* WHAT YOU ARE ASKED TO DO *
Reproduce each of the rows below, keeping every line unchanged.

Collected data:
══════════

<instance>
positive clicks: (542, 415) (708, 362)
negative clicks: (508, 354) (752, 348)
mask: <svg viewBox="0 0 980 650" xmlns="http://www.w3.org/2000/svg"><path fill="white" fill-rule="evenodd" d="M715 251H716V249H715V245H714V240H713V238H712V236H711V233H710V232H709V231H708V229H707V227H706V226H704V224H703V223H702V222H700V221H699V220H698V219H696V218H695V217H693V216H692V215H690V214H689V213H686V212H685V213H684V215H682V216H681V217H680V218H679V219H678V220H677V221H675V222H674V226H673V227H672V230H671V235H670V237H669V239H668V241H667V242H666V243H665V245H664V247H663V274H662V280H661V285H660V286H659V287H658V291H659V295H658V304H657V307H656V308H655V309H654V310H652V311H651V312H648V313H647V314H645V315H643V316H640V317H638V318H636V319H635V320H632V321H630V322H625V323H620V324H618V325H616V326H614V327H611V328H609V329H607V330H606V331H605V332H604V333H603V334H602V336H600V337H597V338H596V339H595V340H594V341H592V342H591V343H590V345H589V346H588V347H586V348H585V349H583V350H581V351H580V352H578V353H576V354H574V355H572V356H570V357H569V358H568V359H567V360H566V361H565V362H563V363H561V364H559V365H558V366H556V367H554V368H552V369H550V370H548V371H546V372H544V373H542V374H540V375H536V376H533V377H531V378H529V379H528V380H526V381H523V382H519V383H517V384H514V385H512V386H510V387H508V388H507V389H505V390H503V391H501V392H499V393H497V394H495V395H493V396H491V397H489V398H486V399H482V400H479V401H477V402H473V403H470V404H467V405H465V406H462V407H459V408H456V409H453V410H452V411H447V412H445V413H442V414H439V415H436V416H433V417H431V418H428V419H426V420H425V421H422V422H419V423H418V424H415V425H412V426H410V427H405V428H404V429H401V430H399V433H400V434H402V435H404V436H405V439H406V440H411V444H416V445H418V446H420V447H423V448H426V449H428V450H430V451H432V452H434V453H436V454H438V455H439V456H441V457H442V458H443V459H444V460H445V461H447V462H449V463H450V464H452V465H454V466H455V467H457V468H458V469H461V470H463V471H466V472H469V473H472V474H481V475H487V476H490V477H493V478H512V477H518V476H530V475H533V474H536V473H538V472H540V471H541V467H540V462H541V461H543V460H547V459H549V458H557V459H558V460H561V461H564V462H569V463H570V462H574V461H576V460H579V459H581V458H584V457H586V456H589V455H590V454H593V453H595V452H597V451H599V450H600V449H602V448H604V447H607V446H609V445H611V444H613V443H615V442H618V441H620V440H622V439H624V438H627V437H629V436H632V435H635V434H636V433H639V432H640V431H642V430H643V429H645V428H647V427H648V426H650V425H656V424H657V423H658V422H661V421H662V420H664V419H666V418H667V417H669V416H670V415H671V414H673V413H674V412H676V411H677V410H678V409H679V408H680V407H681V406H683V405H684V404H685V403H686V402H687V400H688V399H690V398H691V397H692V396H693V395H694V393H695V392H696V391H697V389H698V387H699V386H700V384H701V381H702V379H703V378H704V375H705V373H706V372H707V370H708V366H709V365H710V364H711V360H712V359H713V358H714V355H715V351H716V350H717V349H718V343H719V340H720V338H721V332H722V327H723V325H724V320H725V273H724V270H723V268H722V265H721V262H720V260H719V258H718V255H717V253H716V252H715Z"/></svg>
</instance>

══════════

* TASK SOLUTION *
<instance>
positive clicks: (542, 415) (708, 362)
negative clicks: (508, 354) (752, 348)
mask: <svg viewBox="0 0 980 650" xmlns="http://www.w3.org/2000/svg"><path fill="white" fill-rule="evenodd" d="M715 251H716V249H715V245H714V240H713V238H712V236H711V233H710V232H709V231H708V229H707V227H706V226H704V224H703V223H702V222H700V221H699V220H698V219H696V218H695V217H693V216H692V215H690V214H689V213H686V212H685V213H684V215H682V216H681V217H680V218H679V219H678V220H677V221H675V222H674V226H673V227H672V230H671V235H670V237H669V239H668V241H667V242H666V243H665V245H664V247H663V274H662V280H661V285H660V286H659V287H658V291H659V295H658V304H657V307H656V308H655V309H654V310H652V311H651V312H648V313H647V314H645V315H643V316H640V317H638V318H636V319H635V320H632V321H630V322H625V323H620V324H618V325H616V326H614V327H611V328H609V329H607V330H606V331H605V332H604V333H603V334H602V336H600V337H597V338H596V339H595V340H594V341H592V342H591V343H590V345H589V346H588V347H586V348H585V349H583V350H581V351H580V352H578V353H576V354H574V355H572V356H570V357H569V358H568V359H567V360H566V361H565V362H563V363H561V364H559V365H558V366H556V367H554V368H552V369H550V370H548V371H546V372H544V373H542V374H540V375H536V376H533V377H531V378H529V379H528V380H526V381H523V382H519V383H517V384H514V385H512V386H510V387H508V388H507V389H505V390H503V391H501V392H499V393H497V394H495V395H493V396H491V397H489V398H486V399H482V400H479V401H477V402H473V403H470V404H467V405H465V406H462V407H459V408H456V409H453V410H452V411H447V412H445V413H442V414H439V415H436V416H433V417H431V418H428V419H426V420H425V421H422V422H419V423H418V424H415V425H412V426H410V427H405V428H404V429H401V430H399V433H400V434H402V435H404V436H405V439H406V440H411V444H416V445H418V446H420V447H423V448H426V449H428V450H430V451H432V452H434V453H436V454H438V455H439V456H441V457H442V458H443V459H444V460H445V461H447V462H449V463H450V464H452V465H454V466H455V467H457V468H458V469H461V470H463V471H466V472H469V473H472V474H481V475H487V476H490V477H493V478H512V477H518V476H530V475H533V474H536V473H538V472H540V471H541V467H540V462H541V461H543V460H547V459H549V458H557V459H558V460H561V461H564V462H569V463H570V462H574V461H576V460H579V459H581V458H584V457H586V456H589V455H590V454H593V453H595V452H597V451H599V450H600V449H602V448H604V447H607V446H609V445H611V444H613V443H615V442H618V441H620V440H622V439H624V438H627V437H629V436H632V435H635V434H636V433H639V432H640V431H642V430H643V429H645V428H647V427H648V426H650V425H656V424H657V423H658V422H661V421H662V420H664V419H666V418H667V417H669V416H670V415H671V414H673V413H674V412H676V411H677V410H678V409H679V408H680V407H681V406H683V405H684V404H685V403H686V402H687V400H688V399H690V398H691V397H692V396H693V395H694V393H695V392H696V391H697V389H698V387H699V386H700V384H701V381H702V379H703V378H704V375H705V373H706V372H707V370H708V366H709V365H710V364H711V360H712V359H713V358H714V355H715V351H716V350H717V349H718V343H719V340H720V338H721V332H722V327H723V325H724V320H725V273H724V270H723V268H722V265H721V262H720V260H719V258H718V255H717V253H716V252H715Z"/></svg>
</instance>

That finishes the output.